►

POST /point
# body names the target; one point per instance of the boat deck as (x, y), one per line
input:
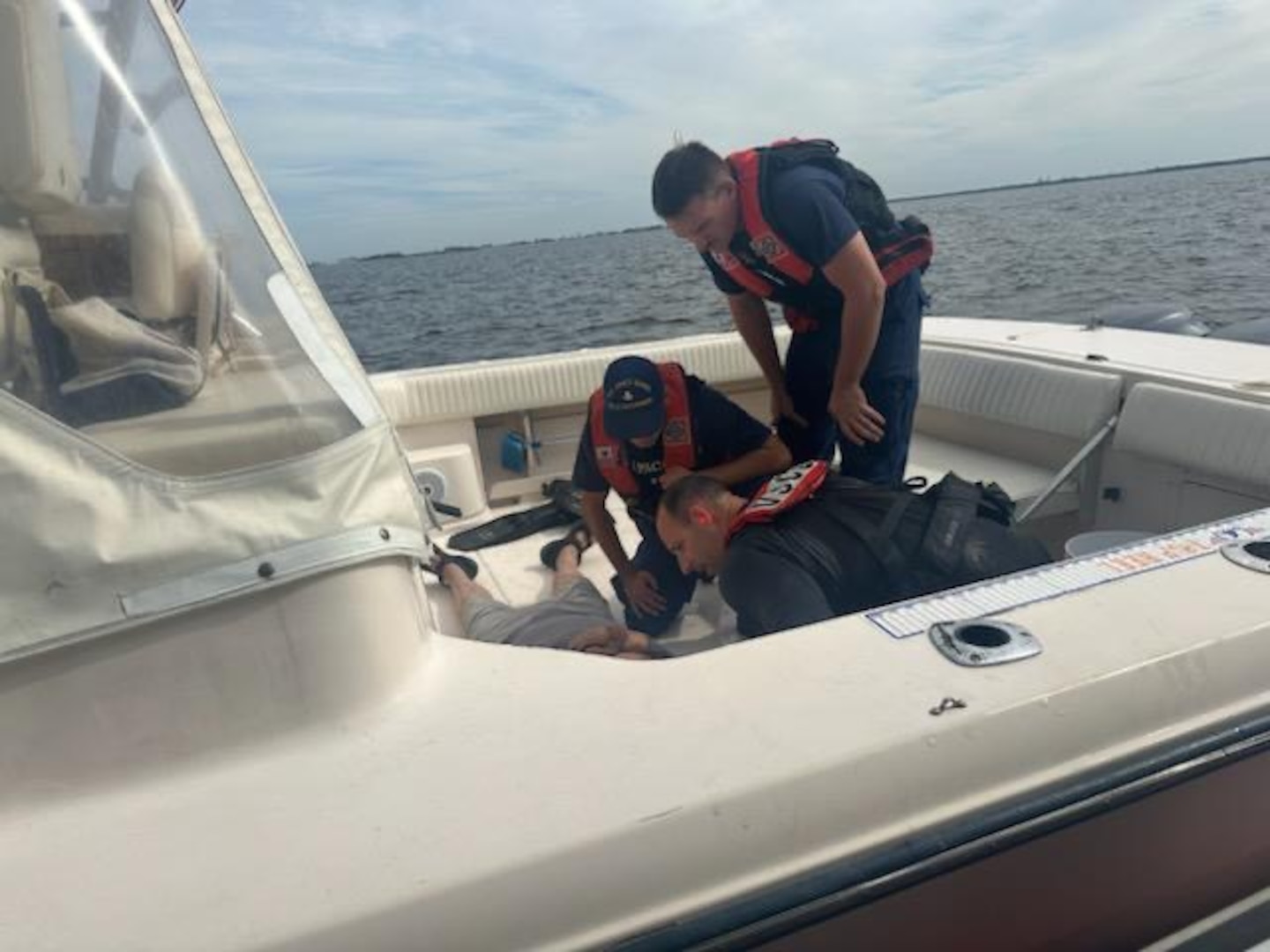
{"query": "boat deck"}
(513, 574)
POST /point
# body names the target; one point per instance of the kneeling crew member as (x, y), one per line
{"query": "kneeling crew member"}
(648, 427)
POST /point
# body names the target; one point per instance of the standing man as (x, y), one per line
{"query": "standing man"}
(794, 224)
(811, 546)
(648, 427)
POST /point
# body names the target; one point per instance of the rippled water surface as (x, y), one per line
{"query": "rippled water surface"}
(1195, 238)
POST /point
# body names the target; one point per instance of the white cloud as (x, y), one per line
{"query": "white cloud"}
(444, 122)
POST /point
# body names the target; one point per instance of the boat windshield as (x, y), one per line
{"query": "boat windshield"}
(144, 305)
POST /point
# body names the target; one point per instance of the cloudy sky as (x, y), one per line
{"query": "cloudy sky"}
(412, 124)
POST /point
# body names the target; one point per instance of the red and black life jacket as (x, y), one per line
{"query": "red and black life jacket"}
(678, 447)
(898, 247)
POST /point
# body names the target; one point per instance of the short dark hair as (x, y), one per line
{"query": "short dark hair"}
(684, 173)
(690, 490)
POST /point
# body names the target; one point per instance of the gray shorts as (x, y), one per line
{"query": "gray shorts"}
(549, 623)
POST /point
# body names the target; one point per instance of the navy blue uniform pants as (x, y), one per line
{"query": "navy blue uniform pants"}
(675, 587)
(891, 383)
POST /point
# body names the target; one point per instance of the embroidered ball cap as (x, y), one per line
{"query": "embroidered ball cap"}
(634, 398)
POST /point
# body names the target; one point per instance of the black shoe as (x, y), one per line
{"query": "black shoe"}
(441, 559)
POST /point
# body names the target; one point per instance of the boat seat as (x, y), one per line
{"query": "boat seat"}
(487, 389)
(1010, 420)
(1183, 457)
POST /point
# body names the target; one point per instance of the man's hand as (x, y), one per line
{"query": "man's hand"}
(782, 407)
(859, 421)
(641, 591)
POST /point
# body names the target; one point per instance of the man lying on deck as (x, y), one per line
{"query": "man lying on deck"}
(648, 426)
(573, 617)
(811, 546)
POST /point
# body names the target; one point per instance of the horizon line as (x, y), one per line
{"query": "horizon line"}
(1039, 183)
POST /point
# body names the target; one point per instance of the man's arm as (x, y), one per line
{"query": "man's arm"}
(601, 525)
(773, 457)
(863, 294)
(755, 325)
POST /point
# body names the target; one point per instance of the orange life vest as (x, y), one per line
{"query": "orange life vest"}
(898, 247)
(781, 493)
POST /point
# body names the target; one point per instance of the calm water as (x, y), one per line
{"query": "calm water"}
(1199, 239)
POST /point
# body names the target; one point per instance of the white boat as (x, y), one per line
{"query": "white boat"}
(234, 714)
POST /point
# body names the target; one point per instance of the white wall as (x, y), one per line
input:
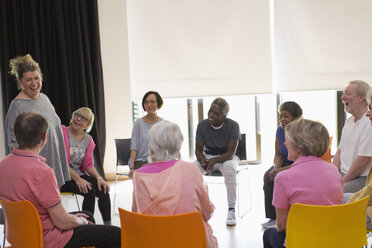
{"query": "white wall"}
(115, 63)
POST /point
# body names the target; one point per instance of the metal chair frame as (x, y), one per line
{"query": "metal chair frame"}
(122, 159)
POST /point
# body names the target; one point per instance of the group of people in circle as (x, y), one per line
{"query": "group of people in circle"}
(48, 158)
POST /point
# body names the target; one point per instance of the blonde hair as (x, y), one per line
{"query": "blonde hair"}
(90, 117)
(311, 137)
(22, 64)
(361, 87)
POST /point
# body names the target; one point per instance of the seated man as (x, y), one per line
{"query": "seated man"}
(353, 157)
(33, 180)
(216, 141)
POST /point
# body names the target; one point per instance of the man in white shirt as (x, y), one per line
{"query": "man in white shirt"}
(353, 157)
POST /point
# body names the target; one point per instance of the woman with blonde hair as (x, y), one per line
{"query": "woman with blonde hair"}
(85, 179)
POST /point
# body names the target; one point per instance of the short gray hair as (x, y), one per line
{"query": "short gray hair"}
(362, 87)
(223, 104)
(310, 136)
(165, 141)
(90, 117)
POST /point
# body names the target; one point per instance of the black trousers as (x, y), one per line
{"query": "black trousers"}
(89, 201)
(269, 192)
(100, 236)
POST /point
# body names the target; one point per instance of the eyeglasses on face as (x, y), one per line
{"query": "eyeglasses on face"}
(83, 118)
(150, 102)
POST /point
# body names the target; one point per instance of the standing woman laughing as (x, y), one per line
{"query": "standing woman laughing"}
(29, 81)
(139, 145)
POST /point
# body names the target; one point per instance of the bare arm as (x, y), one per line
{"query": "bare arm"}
(357, 168)
(336, 159)
(82, 184)
(102, 184)
(278, 158)
(199, 153)
(64, 220)
(281, 219)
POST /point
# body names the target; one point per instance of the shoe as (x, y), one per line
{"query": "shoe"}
(231, 220)
(269, 224)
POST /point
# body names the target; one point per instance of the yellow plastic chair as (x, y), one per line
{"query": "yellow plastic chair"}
(22, 224)
(181, 231)
(327, 226)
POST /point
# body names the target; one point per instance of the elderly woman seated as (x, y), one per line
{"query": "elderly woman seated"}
(174, 185)
(310, 180)
(33, 180)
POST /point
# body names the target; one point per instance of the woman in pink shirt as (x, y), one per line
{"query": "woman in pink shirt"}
(85, 179)
(170, 186)
(310, 180)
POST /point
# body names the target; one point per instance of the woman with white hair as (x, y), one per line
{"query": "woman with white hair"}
(174, 185)
(310, 180)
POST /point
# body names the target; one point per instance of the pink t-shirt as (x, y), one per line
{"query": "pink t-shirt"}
(157, 166)
(172, 187)
(25, 176)
(310, 180)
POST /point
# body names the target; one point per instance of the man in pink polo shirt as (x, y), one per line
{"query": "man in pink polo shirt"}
(24, 175)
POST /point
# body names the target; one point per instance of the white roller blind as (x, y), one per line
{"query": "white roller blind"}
(187, 48)
(322, 44)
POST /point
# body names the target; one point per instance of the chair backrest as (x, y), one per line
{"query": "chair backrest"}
(122, 151)
(327, 226)
(182, 231)
(241, 150)
(22, 224)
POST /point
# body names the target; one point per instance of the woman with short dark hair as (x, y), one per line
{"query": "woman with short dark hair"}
(288, 112)
(151, 103)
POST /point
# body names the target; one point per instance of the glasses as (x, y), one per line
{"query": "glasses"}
(83, 118)
(150, 102)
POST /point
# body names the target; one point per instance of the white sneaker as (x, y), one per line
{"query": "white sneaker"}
(231, 220)
(268, 224)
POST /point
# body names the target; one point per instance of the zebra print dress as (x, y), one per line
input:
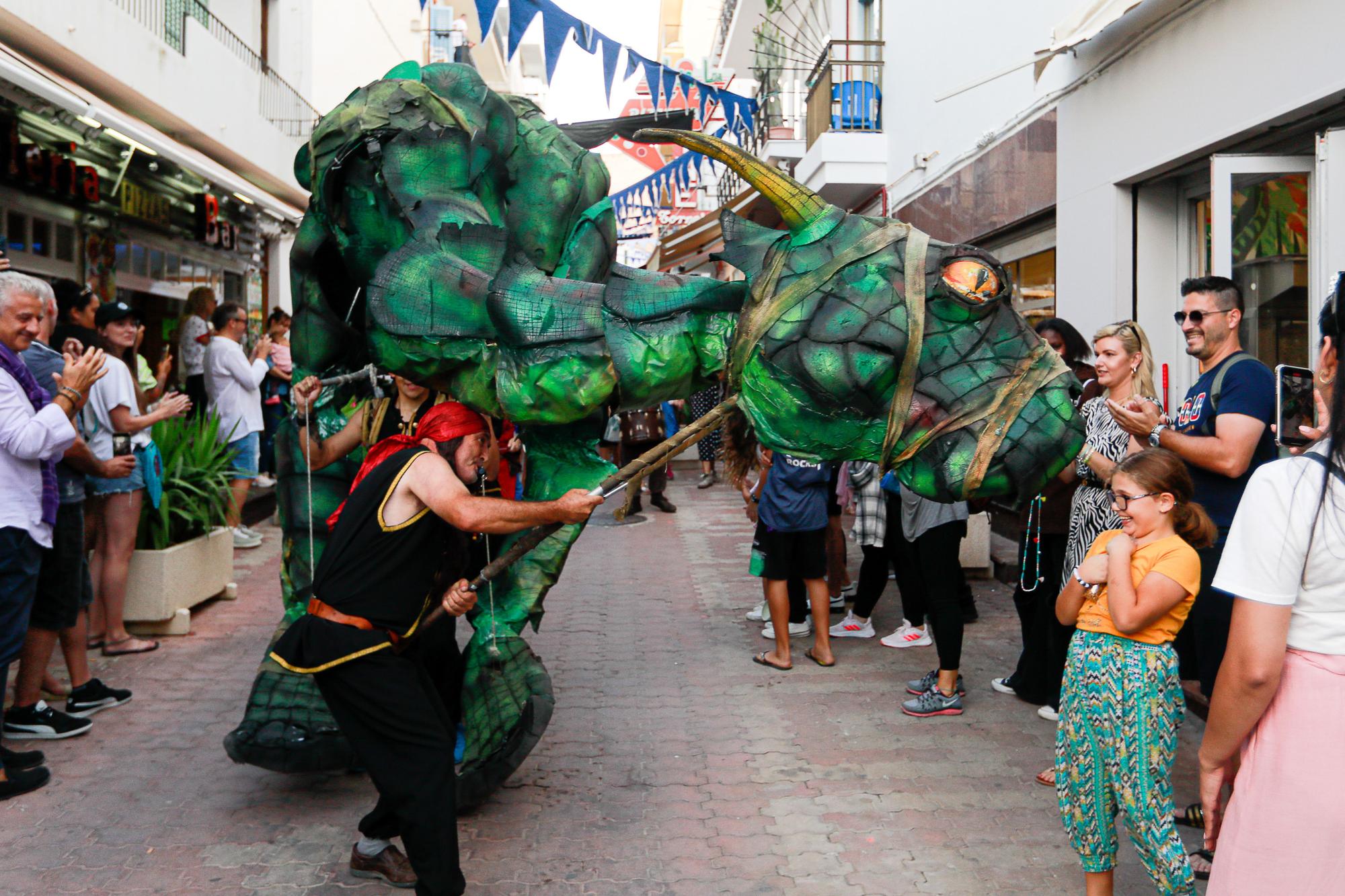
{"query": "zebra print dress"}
(1090, 512)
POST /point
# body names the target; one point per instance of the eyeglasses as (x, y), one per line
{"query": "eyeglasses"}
(1124, 501)
(1196, 317)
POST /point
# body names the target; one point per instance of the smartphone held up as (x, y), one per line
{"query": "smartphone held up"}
(1295, 405)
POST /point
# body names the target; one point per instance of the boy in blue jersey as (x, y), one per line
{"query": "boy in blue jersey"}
(790, 507)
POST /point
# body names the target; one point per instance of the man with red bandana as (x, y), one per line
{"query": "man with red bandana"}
(396, 545)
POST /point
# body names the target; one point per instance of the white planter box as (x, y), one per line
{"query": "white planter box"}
(165, 581)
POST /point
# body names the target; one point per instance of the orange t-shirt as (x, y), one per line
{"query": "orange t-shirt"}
(1169, 556)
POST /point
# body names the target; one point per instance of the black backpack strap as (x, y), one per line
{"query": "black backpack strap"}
(1207, 424)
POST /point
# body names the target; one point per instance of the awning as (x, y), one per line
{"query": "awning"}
(595, 134)
(57, 91)
(1082, 25)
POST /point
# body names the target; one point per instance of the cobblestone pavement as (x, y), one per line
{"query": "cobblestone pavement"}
(673, 764)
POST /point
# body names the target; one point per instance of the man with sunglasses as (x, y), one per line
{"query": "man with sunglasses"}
(1223, 434)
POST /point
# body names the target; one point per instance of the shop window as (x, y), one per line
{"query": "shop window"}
(1270, 263)
(1035, 284)
(17, 232)
(65, 243)
(41, 237)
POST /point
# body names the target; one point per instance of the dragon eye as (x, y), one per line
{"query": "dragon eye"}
(973, 280)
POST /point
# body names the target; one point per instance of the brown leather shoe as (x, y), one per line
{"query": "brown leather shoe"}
(388, 865)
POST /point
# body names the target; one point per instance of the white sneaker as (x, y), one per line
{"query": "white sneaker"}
(909, 635)
(797, 630)
(852, 627)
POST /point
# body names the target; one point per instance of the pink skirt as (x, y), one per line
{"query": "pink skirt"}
(1285, 826)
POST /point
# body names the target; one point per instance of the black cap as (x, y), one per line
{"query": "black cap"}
(112, 311)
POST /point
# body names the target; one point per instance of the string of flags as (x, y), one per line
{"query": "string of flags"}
(646, 194)
(665, 83)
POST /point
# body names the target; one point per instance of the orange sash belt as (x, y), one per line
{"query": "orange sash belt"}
(332, 614)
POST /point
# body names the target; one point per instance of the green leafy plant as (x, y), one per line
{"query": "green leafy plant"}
(196, 495)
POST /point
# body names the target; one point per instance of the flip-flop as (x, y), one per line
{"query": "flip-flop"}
(1192, 817)
(1208, 856)
(154, 645)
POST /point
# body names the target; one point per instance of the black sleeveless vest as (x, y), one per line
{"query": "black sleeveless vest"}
(389, 575)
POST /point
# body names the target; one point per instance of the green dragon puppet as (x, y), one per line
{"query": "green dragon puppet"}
(461, 240)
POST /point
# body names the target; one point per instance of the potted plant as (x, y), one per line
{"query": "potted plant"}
(184, 555)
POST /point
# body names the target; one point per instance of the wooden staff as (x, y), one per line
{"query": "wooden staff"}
(652, 459)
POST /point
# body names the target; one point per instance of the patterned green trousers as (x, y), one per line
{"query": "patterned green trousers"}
(1121, 706)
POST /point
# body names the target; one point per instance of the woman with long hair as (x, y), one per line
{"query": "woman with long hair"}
(1044, 526)
(1277, 720)
(114, 408)
(193, 338)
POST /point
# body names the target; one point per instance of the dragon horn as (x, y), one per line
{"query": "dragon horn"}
(798, 205)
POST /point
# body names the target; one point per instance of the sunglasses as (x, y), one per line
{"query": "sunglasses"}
(1124, 501)
(1196, 317)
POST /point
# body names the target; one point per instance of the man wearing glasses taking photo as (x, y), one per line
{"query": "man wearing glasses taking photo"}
(1223, 434)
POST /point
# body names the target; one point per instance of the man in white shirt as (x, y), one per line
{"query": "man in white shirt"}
(36, 430)
(233, 385)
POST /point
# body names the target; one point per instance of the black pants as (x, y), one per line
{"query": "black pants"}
(197, 392)
(1211, 616)
(1046, 642)
(399, 713)
(933, 584)
(874, 579)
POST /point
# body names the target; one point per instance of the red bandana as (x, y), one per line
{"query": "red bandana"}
(442, 423)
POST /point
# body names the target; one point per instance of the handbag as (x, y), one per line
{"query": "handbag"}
(153, 469)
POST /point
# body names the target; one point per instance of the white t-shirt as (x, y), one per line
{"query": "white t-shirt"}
(115, 391)
(1269, 542)
(233, 385)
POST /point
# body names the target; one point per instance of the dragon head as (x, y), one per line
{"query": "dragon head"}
(864, 338)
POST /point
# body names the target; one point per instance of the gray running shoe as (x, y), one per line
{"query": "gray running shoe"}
(922, 685)
(933, 702)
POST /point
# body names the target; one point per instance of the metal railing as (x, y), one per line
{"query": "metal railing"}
(845, 89)
(279, 103)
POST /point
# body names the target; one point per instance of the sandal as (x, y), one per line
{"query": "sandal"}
(108, 651)
(813, 657)
(1192, 817)
(1202, 853)
(762, 661)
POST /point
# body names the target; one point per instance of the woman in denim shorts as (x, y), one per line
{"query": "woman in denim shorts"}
(115, 407)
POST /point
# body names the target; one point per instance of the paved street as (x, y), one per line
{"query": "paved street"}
(672, 766)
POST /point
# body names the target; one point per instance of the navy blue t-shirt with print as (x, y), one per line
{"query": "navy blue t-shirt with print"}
(796, 494)
(1249, 389)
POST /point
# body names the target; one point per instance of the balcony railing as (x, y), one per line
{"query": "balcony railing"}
(845, 89)
(278, 101)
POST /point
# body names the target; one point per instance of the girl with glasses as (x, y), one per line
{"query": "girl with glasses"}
(1122, 702)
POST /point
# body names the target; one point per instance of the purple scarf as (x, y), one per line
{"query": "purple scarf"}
(13, 365)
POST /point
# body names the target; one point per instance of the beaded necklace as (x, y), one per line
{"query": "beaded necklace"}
(1032, 537)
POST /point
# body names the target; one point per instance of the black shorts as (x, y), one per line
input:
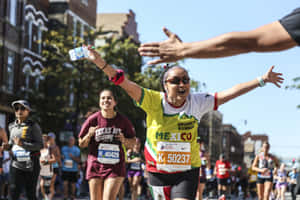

◄

## Work item
Beginning with the line containing "necklace as (x, y), one per line" and ending with the last line of the material, output each line exactly; do not include pictures.

## Task answer
# body names the target; one point per instance of the beaded necklace as (x, y), one per line
{"query": "beaded necklace"}
(1032, 537)
POST /point
# body names the target; one point per instance of the black shorts as (x, y), one per line
input:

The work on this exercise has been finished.